'''

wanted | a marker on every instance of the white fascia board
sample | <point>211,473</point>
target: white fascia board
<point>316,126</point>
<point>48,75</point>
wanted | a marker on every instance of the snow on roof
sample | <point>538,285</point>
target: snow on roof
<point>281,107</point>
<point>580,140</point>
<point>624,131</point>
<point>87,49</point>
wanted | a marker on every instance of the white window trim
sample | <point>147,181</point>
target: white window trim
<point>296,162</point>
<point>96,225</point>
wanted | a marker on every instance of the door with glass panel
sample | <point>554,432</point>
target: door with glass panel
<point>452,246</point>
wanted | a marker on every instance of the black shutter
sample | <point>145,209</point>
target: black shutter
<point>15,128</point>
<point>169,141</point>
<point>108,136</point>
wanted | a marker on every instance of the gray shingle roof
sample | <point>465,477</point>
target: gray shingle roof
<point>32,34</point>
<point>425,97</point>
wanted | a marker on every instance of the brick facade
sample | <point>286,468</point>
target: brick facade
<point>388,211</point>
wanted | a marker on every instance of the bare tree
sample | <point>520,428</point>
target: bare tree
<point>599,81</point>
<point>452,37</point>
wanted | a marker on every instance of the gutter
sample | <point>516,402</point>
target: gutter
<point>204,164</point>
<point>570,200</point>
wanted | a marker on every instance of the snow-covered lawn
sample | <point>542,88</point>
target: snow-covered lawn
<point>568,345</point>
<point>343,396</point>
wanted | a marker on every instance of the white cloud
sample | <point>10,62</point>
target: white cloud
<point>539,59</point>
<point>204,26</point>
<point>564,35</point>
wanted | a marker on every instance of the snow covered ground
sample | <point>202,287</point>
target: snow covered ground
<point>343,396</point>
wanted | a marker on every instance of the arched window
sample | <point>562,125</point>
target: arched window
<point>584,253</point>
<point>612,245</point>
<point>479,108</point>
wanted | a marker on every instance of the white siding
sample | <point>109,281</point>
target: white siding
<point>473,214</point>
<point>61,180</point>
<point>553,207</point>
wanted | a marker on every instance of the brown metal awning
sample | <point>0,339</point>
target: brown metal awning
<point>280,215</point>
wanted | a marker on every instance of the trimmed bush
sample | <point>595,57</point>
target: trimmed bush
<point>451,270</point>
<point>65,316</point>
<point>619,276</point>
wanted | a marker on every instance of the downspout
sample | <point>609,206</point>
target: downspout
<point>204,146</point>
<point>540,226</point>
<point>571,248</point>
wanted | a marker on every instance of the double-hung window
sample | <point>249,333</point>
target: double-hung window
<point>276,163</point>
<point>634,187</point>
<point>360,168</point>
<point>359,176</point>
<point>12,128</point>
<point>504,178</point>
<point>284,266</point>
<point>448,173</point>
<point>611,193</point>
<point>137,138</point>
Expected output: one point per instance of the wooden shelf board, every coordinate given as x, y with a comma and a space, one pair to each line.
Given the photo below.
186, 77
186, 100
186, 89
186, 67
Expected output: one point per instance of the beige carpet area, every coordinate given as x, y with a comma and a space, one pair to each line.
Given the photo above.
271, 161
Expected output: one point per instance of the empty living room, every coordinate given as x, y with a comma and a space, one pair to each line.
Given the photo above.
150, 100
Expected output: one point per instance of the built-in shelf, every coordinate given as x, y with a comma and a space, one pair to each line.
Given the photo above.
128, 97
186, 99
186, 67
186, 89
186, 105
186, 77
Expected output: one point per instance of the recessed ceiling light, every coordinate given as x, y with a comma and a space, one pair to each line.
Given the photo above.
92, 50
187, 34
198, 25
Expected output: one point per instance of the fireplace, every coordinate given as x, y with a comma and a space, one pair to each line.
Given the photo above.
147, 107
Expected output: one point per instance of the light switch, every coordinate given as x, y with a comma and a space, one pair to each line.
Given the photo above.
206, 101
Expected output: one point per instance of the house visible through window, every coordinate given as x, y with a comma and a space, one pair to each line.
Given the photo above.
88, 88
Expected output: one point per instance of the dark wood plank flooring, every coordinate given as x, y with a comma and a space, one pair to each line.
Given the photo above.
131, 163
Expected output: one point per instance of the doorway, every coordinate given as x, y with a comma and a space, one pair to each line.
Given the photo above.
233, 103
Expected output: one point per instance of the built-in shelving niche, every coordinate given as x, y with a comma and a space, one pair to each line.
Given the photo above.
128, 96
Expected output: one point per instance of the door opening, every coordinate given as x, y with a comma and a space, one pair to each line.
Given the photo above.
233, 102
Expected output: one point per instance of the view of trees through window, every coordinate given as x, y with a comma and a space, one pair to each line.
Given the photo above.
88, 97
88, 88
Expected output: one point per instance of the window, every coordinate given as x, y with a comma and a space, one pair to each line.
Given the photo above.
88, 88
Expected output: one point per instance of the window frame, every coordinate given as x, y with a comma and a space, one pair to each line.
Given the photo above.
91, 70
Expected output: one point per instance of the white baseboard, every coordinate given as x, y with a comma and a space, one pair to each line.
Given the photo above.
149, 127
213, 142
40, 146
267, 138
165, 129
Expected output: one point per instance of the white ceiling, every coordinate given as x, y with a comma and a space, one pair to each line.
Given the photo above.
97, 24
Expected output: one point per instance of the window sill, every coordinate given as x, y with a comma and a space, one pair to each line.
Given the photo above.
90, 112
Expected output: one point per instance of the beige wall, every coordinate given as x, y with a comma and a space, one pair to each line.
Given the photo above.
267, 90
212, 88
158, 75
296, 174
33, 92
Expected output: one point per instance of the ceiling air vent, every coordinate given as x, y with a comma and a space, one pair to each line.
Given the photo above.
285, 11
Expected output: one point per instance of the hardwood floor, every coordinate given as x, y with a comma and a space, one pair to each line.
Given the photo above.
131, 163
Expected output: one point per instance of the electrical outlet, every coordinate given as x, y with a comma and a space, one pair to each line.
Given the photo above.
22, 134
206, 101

'''

**EXERCISE:** Lay out all the items above as a two-column CSV with the header row item_text,answer. Write one row per item, with its text under item_text and its answer under answer, each in a single quoted field with any line breaks replaced by spaces.

**RESPONSE FOR THIS EXERCISE:**
item_text,answer
"wanted | a marker on every instance of the white fascia board sample | <point>211,473</point> target: white fascia board","<point>316,126</point> <point>48,75</point>"
"wanted | a marker on every instance of the snow on roof sample | <point>538,285</point> target: snow on roof","<point>281,107</point> <point>580,140</point> <point>624,131</point> <point>87,49</point>"
"wanted | a marker on every instance of the white window trim sample | <point>147,181</point> target: white window trim","<point>296,162</point> <point>96,225</point>"
"wanted | a marker on every instance of the door with glass panel sample | <point>554,432</point> target: door with glass panel","<point>452,246</point>"
"wanted | a marker on every instance of the black shutter sample | <point>145,209</point> target: black shutter","<point>15,128</point> <point>169,141</point> <point>108,136</point>"
"wanted | a marker on every instance of the gray shingle roof sample | <point>465,477</point> target: gray shingle roof","<point>32,34</point> <point>425,97</point>"
"wanted | a marker on every instance of the brick facade sample | <point>286,468</point> target: brick facade","<point>388,211</point>"
"wanted | a marker on every instance of the bare tree sample | <point>520,428</point> target: bare tree","<point>599,81</point> <point>452,37</point>"
"wanted | a marker on every instance of the gutter sample | <point>516,402</point> target: gutter","<point>204,164</point> <point>570,200</point>"
"wanted | a marker on every instance of the snow-covered lawn sample | <point>542,88</point> target: snow-covered lawn","<point>568,345</point> <point>343,396</point>"
"wanted | a marker on every instance of the white cloud sample | <point>10,62</point> target: white cloud","<point>539,59</point> <point>204,26</point> <point>564,35</point>"
"wanted | a marker on every instance of the snow covered ground sample | <point>202,287</point> target: snow covered ground","<point>343,396</point>"
"wanted | a marker on every instance of the arched window sample | <point>562,125</point> target: arched window","<point>584,253</point> <point>612,245</point> <point>479,108</point>"
"wanted | a marker on every instance of the white siding sample | <point>109,281</point> target: white siding","<point>473,214</point> <point>61,180</point> <point>553,207</point>"
"wanted | a marker on every instance of the brown metal awning sample | <point>0,339</point> target: brown metal awning","<point>280,215</point>"
"wanted | a marker on every instance of the trimmed bush sample | <point>595,57</point> target: trimmed bush","<point>451,270</point> <point>65,316</point> <point>619,276</point>"
"wanted | a marker on every instance of the downspout sample | <point>609,206</point> target: downspout","<point>204,146</point> <point>540,226</point> <point>571,248</point>"
"wanted | a marker on every instance of the double-hung window sample | <point>249,333</point> target: double-hung window","<point>276,163</point> <point>634,187</point> <point>360,168</point> <point>359,176</point> <point>12,128</point> <point>504,178</point> <point>284,266</point> <point>448,173</point> <point>611,193</point> <point>137,138</point>"
"Expected output: one point per instance of the wooden shelf board, every coordinate given as x, y with a comma and a space, one pair to each line. Given the photo below.","186, 77 186, 100 186, 89 186, 67"
"Expected output: one point per instance of the beige carpet area, every coordinate given as x, y with a comma and a space, one pair to each line. Given the photo above.","271, 161"
"Expected output: one point per instance of the empty living room, every coordinate given as x, y with a comma and a space, one pair to each line. Given the photo above.","150, 100"
"Expected output: one point per instance of the built-in shelf, every coordinate given as x, y with a comma and a space, one pair to each line. Given the photo above.","128, 97 186, 99 186, 67 186, 89 186, 105 186, 77"
"Expected output: one point per instance of the recessed ceiling light, every coordinate given as x, y with a comma and a space, one pair to each line. Given the photo above.","92, 50 187, 34 198, 25"
"Expected output: one point per instance of the fireplace, every coordinate given as x, y with a comma and a space, one pair to each line. Given the photo above.","147, 107"
"Expected output: one point per instance of the light switch, every coordinate given as x, y with a comma and a space, one pair to each line. Given the photo above.","206, 101"
"Expected output: one point per instance of the house visible through window, every coordinate given as x, y with a comma and a space, one pair to each line. Given the photo above.","88, 88"
"Expected output: one point per instance of the dark wood plank flooring, every coordinate given as x, y with a comma and a space, one pair to each line. Given the photo above.","131, 163"
"Expected output: one point per instance of the doorway, every coordinate given as x, y with a comma and a space, one pair to each line. Given the photo above.","233, 103"
"Expected output: one point per instance of the built-in shelving niche, every coordinate given as x, y with a comma and a space, one pair to each line. Given the photo above.","128, 96"
"Expected output: one point per instance of the door opening, every coordinate given as x, y with a comma and a space, one pair to each line. Given the photo above.","233, 102"
"Expected output: one point per instance of the view of trees through window, every coordinate given as x, y with a comma and a space, one pair to each line. Given the photo above.","88, 97 88, 88"
"Expected output: one point per instance of the window, every coordinate given as x, y with a comma and a space, one pair to each line. Given the photo above.","88, 88"
"Expected output: one point per instance of the window frame, every coordinate given as x, y with a comma and a space, one pair to each line. Given the photo above.","91, 70"
"Expected output: one point per instance of the white baseboard, every coordinate given as x, y with a comma and a space, one pair to each line. Given the photo above.","149, 127 213, 142 40, 146 267, 138 165, 129"
"Expected output: one point per instance of the white ceiling, every coordinate given as x, y with a comma and a space, one pair to each line. Given the photo above.","97, 24"
"Expected output: one point per instance of the window sill, every coordinate given as x, y with a comma and a space, one pair to each line. Given the photo above.","90, 112"
"Expected output: one point per instance of the beige wall, every coordinate given as x, y with a comma and a space, one pair to each line. Given the photo above.","267, 90 212, 88 158, 75 296, 174 33, 92"
"Expected output: one point per instance of the ceiling air vent, every coordinate given as x, y with a comma and a space, one pair to each line. Given the photo above.","285, 11"
"Expected output: one point per instance of the hardwood floor, every coordinate given as x, y with a comma and a space, one pair to each line. Given the photo above.","131, 163"
"Expected output: one point per instance of the electrical outlet, every coordinate given as x, y with a comma and a space, one pair to each line. Given the photo above.","22, 134 206, 101"